Task prompt: Output the line that contains "ear shown in the photo above." and every line after it to the end of the entries, with nothing added or left out.

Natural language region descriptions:
++++++++++++++++++++

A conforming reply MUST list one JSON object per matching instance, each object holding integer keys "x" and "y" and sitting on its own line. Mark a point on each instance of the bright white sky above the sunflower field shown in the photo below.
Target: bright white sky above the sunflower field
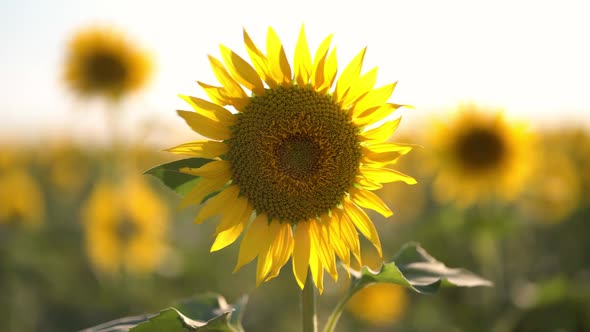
{"x": 530, "y": 58}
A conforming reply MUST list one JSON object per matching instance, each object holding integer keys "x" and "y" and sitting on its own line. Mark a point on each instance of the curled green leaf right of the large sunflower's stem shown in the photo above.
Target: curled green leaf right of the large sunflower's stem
{"x": 415, "y": 268}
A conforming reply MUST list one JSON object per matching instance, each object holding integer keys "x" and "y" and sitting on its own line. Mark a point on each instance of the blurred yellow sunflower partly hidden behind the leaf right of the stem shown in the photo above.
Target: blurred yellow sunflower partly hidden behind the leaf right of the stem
{"x": 378, "y": 304}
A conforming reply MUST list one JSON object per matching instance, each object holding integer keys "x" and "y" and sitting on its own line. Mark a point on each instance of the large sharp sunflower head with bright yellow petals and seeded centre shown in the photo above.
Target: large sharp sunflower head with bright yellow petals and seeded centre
{"x": 297, "y": 161}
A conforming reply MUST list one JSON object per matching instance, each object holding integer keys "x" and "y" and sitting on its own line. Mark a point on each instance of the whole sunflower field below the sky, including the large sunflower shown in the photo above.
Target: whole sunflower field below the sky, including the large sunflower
{"x": 301, "y": 193}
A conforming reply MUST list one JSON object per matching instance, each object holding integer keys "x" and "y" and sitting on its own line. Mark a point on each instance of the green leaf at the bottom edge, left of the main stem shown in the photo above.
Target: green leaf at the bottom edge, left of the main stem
{"x": 209, "y": 312}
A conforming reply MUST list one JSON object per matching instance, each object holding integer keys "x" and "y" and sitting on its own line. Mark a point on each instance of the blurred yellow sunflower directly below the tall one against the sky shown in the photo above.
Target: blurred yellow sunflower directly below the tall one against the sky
{"x": 125, "y": 227}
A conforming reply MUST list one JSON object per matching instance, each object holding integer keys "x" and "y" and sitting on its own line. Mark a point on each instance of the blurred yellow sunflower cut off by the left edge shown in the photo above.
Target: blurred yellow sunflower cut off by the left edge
{"x": 21, "y": 198}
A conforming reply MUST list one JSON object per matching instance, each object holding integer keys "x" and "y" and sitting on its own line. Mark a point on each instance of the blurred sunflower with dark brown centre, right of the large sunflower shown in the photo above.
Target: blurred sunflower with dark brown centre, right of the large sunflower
{"x": 479, "y": 156}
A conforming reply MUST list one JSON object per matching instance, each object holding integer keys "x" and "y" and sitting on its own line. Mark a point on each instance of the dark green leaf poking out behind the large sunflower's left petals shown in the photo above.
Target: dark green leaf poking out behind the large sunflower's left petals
{"x": 171, "y": 176}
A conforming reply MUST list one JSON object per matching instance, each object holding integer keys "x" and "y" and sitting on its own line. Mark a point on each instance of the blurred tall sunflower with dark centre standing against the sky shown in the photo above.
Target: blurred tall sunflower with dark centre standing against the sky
{"x": 102, "y": 62}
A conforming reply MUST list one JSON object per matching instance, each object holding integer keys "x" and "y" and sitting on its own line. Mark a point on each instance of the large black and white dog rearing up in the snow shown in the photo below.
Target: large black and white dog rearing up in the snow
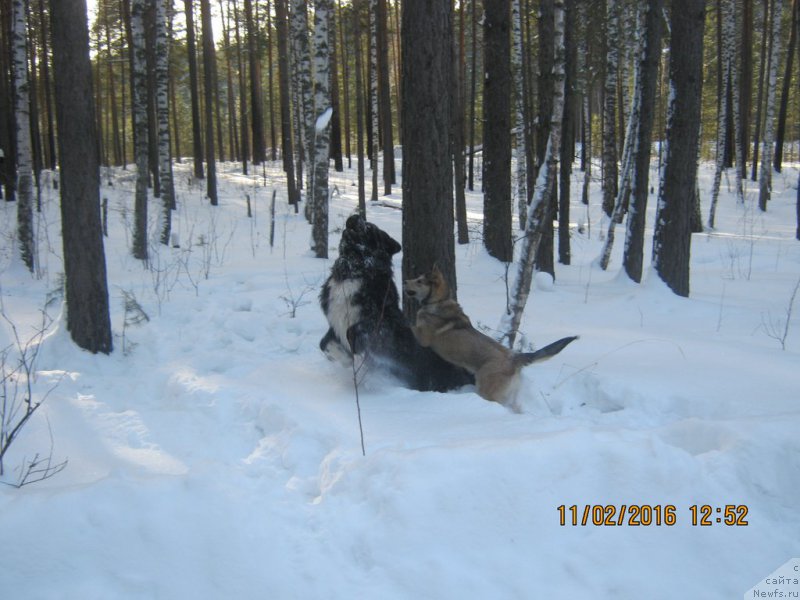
{"x": 361, "y": 303}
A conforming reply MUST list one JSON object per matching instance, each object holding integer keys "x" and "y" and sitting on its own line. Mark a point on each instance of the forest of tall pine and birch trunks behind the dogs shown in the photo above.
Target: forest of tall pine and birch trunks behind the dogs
{"x": 519, "y": 85}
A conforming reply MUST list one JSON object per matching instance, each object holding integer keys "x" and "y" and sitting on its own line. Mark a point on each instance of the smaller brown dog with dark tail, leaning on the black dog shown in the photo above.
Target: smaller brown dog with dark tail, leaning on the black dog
{"x": 443, "y": 326}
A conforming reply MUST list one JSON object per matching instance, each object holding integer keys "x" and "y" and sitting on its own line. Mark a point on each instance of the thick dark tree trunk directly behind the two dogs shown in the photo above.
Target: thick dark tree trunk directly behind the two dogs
{"x": 426, "y": 48}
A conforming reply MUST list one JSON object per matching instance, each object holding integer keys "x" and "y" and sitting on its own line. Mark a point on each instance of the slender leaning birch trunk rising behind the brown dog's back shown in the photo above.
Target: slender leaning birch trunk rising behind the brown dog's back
{"x": 540, "y": 208}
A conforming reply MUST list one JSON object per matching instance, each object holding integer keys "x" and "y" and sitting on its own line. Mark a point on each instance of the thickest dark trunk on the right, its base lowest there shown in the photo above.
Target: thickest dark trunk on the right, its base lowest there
{"x": 672, "y": 243}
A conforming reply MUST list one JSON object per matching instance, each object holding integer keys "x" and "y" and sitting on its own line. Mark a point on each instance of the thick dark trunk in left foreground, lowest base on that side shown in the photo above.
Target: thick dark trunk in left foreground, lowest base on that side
{"x": 88, "y": 318}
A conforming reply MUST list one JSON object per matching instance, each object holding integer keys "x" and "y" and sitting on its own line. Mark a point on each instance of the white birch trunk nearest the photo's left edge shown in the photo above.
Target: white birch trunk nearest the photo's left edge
{"x": 23, "y": 122}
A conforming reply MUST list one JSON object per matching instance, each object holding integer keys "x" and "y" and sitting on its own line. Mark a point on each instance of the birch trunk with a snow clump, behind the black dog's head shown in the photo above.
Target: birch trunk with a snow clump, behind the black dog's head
{"x": 323, "y": 110}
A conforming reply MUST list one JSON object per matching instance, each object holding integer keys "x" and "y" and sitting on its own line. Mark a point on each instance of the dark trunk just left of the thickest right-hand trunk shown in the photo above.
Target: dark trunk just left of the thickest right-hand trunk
{"x": 634, "y": 240}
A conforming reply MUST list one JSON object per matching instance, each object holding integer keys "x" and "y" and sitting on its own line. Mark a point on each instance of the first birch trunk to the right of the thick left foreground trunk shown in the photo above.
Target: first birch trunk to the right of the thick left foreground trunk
{"x": 140, "y": 138}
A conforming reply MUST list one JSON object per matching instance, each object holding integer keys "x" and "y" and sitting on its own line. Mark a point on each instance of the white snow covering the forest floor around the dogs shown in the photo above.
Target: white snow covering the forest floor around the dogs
{"x": 216, "y": 452}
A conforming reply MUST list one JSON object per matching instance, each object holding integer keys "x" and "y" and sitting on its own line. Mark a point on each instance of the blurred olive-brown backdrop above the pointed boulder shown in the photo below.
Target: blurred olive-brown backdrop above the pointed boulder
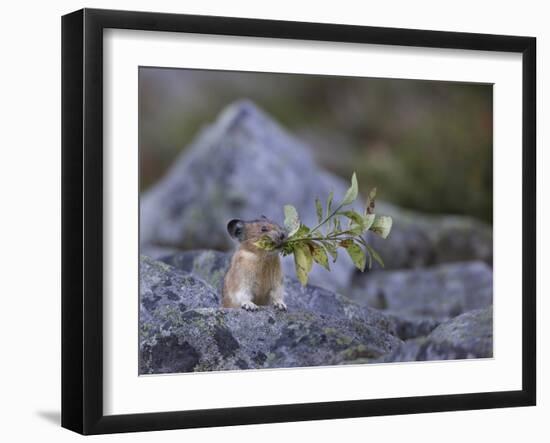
{"x": 427, "y": 145}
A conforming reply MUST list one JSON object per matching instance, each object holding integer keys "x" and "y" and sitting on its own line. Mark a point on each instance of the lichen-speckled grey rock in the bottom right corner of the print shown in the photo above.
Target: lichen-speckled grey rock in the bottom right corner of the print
{"x": 469, "y": 335}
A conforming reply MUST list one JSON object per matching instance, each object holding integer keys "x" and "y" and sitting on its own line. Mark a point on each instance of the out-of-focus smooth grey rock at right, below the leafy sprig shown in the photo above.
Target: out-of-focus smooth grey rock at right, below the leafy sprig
{"x": 436, "y": 293}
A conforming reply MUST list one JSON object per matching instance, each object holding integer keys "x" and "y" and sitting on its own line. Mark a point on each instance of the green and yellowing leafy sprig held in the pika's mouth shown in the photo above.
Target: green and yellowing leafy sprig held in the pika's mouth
{"x": 310, "y": 245}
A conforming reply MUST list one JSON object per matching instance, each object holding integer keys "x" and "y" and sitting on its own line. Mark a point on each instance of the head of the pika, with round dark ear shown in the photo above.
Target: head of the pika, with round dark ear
{"x": 249, "y": 232}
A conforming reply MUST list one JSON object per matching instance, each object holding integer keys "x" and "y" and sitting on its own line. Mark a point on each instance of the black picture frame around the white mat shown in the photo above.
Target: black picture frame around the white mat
{"x": 82, "y": 220}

++++++++++++++++++++

Solution:
A conforming reply MUST list one JSON object per matching instance, each object holding integer keys "x" and "y" and sitting on its own line. Mark a point on each instance of the head of the pika, with round dark ear shown in the photo above.
Target: head of the pika, with round dark ear
{"x": 249, "y": 232}
A conforming reply MUST list one JSON object per matching instance, each object holding integer keys "x" and "y" and sitting on its own line. Mark a point on each instance of the black picture frame around the white mat shown in the photo above.
Target: black picture frame around the white mat
{"x": 82, "y": 220}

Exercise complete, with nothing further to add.